## Requirements
Update the rows that begin at the line containing "-- sample [202,222]." and end after the line containing "Target: man wearing glasses" by replacing "shoulder bag" with "crossbody bag", and change nothing else. Give back only those lines.

## Task material
━━━━

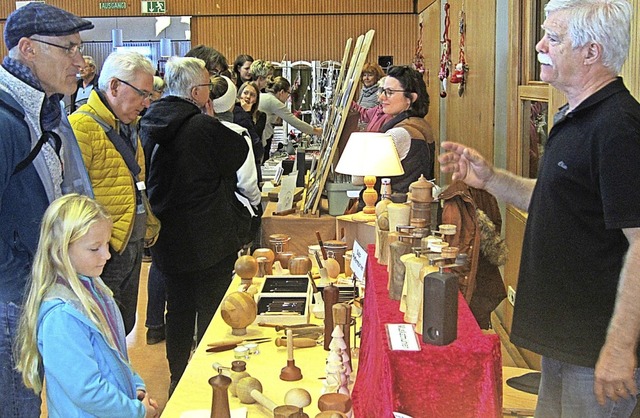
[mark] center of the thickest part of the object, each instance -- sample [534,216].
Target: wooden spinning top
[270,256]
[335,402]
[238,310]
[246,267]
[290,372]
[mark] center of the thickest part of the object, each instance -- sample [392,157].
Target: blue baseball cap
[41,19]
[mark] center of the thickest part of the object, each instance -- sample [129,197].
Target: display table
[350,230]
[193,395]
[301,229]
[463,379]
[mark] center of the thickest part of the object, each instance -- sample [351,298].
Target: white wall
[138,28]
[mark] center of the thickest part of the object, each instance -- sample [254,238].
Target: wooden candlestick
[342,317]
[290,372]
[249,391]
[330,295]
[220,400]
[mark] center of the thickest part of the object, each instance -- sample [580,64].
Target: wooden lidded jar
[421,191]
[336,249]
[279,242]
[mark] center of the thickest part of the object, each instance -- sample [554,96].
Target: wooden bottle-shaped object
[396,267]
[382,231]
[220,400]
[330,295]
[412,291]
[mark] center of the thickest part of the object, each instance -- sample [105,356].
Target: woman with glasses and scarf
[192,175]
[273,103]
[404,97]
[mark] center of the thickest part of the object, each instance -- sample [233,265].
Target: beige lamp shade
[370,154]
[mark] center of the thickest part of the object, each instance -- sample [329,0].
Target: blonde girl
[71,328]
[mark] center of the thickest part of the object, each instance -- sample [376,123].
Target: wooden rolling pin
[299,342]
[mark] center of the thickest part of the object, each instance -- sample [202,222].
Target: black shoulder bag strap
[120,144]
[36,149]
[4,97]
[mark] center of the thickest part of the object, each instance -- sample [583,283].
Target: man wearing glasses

━━━━

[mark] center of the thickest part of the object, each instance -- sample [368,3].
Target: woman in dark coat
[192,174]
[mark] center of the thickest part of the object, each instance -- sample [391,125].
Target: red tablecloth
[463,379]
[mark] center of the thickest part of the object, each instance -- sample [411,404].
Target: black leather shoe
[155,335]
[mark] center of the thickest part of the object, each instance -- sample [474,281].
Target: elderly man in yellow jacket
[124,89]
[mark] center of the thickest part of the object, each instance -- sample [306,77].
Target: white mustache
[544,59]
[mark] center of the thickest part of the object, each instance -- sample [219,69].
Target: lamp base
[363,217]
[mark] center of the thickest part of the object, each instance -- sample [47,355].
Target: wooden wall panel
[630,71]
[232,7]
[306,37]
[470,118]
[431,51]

━━━━

## Solution to this problem
[mark] center of the thickest part of the object, each instance -- sample [202,222].
Target: black crossbody bag strap
[120,144]
[36,149]
[4,97]
[mark] center of the thickest part of the object, each instance -- sample [583,283].
Target: man wearing glasses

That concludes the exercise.